» Extracted text:
________________________

Ritual. In small-scale
societies, what you do in sacred
space is marked activity, any
kind of marked activity, most
obviously worship
(cult) and sacrifice,
but also including: hunting,
athletics, regulated sexual
relations, even warfare.
B1a.
Specially difficult for us to
understand: sacrifice
(killing animals, cooking
by fire, and distribution
in community) and warfare.
Sacrifice is a ritualized
admission of human guilt about
the human capacity to kill other
humans, as in warfare. This
formulation was developed by
Walter Burkert in a book about
the anthropological background of
sacrifice: Homo necans (as
opposed to Homo
sapiens).
B1b.
Working definition of "sacred
space": whatever is set aside by
society for communication with
the world beyond our everyday
world. It is marked space vs.
unmarked space. "Sacred" is the
best way to describe "marked" in
the smallest-scale societies. I
try to stay away from words like
divine, even
supernatural.
B2.
Myth. In small-scale
societies, what you say in sacred
space is marked speech, any
kind of marked speech, most
obviously worship
(cult) and prayer, but
also including: oaths, wagers,
promises; these are typical
speech-acts. In ancient Greece,
there were other kinds of
speech-acts that we ordinarily would
not think of as speech-acts:
laments, insults, praise,
instruction; in other words,
anything formal that is on
record, as it were; to say on
the record as opposed to off
the record; marked vs.
unmarked; marked speech is
automatically witnessed by the gods
or whatever is out there beyond the
everyday world, in the sacred world.
Myth explains the way things
are. In some song cultures, it has
maximum truth-value.
B2a.
An illustration of the power
of the speech-act... "The
phrase is a holy being.
You see, these songs, when they
were turned over to the Earth
People, were to be used in a
certain way. If you leave out
those words, then the holy beings
feel slighted. They know you are
singing, they are aware of it.
But if you omit those words, then
they feel it and they are
displeased. Then, even though you
are singing, whatever you are
doing ... has no effect." - from
an interview with a Navajo
shaman.
B3. One of
the most fundamental facts about
ancient Greek religion is that it
tends to be local and localized. For
myth to be delocalized, as it tends
to be in Homeric poetry (also in
most archaic and classical poetry),
it has to be separated from
ritual.
B4.
Everything that you have read so
far about ritual and myth involves
heroes as well as gods in ancient
Greek religion.
C. Fifteen
basic facts about hero
cults.

________________________

» Listing:
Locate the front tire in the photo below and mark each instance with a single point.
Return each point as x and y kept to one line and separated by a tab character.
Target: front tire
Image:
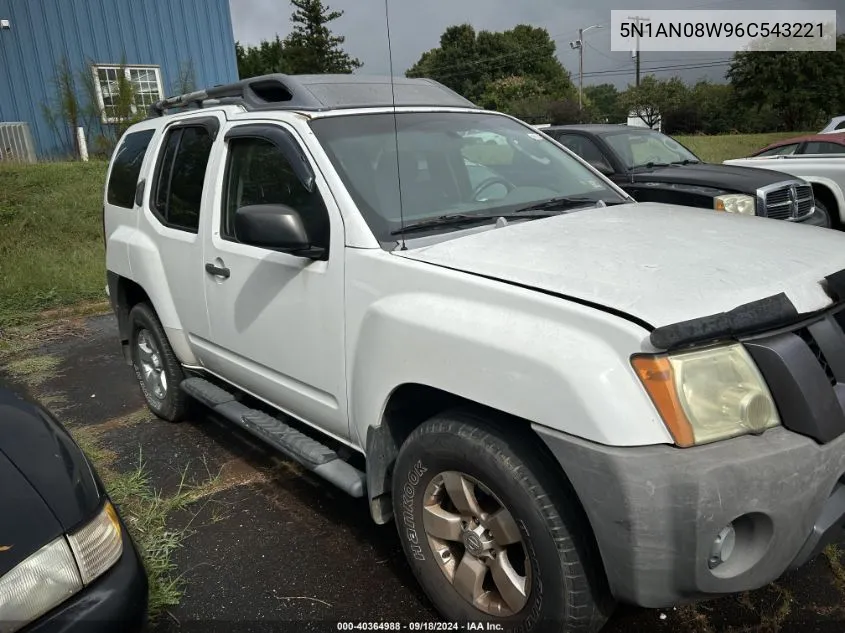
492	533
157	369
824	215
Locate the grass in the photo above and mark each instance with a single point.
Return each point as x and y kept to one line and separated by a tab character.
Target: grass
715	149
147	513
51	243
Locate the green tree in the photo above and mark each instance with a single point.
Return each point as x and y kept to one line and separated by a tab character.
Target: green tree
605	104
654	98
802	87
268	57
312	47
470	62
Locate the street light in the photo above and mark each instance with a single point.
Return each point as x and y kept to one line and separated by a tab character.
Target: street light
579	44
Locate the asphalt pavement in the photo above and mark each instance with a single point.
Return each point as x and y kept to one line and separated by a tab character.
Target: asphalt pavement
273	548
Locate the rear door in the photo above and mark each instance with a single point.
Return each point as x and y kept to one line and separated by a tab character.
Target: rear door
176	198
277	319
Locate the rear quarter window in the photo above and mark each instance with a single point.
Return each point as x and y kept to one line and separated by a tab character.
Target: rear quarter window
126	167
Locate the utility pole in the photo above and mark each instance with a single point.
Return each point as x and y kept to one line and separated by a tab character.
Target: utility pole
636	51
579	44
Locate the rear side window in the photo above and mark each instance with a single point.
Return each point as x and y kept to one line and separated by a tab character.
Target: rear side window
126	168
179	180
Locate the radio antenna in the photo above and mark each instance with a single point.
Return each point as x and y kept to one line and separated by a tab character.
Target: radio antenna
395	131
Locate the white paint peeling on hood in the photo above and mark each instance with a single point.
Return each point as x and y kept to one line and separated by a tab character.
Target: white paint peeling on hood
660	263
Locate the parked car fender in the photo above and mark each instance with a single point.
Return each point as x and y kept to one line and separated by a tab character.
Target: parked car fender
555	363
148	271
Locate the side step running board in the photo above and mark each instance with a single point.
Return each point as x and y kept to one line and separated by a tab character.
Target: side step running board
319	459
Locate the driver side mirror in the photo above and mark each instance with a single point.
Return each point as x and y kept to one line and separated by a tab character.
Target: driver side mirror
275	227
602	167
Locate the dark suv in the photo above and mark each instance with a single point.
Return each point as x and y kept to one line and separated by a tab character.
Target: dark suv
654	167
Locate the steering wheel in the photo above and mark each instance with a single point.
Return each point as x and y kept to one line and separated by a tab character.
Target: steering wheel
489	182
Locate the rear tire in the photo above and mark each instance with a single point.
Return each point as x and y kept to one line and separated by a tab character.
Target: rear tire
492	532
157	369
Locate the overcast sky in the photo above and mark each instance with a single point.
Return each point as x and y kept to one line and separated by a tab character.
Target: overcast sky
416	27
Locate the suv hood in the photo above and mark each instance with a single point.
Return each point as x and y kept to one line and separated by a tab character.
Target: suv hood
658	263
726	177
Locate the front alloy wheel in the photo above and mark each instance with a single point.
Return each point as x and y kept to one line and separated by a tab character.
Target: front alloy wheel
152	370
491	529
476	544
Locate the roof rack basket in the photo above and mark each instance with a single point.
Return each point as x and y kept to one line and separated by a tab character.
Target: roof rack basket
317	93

________________________

» Actions to take:
1. In the notes on ritual and myth, who developed the formulation that sacrifice is a ritualized admission of human guilt?
2. Please copy the notes on ritual and myth from "An illustration of" to "aware of it.".
3. Recast the paragraph of the notes on ritual and myth that begins "Working definition of 'sacred space'" as a short list of its main points.
The lines are separate material, apart from the notes on ritual and myth.

» Results of the exercise:
1. Walter Burkert

2.
An illustration of the power
of the speech-act... "The
phrase is a holy being.
You see, these songs, when they
were turned over to the Earth
People, were to be used in a
certain way. If you leave out
those words, then the holy beings
feel slighted. They know you are
singing, they are aware of it.

3.
- Sacred space is whatever society sets aside for communication with the world beyond our everyday world.
- It is marked space, as opposed to unmarked space.
- In the smallest-scale societies, "sacred" is the best way to describe "marked."
- Words like "divine" and even "supernatural" are avoided.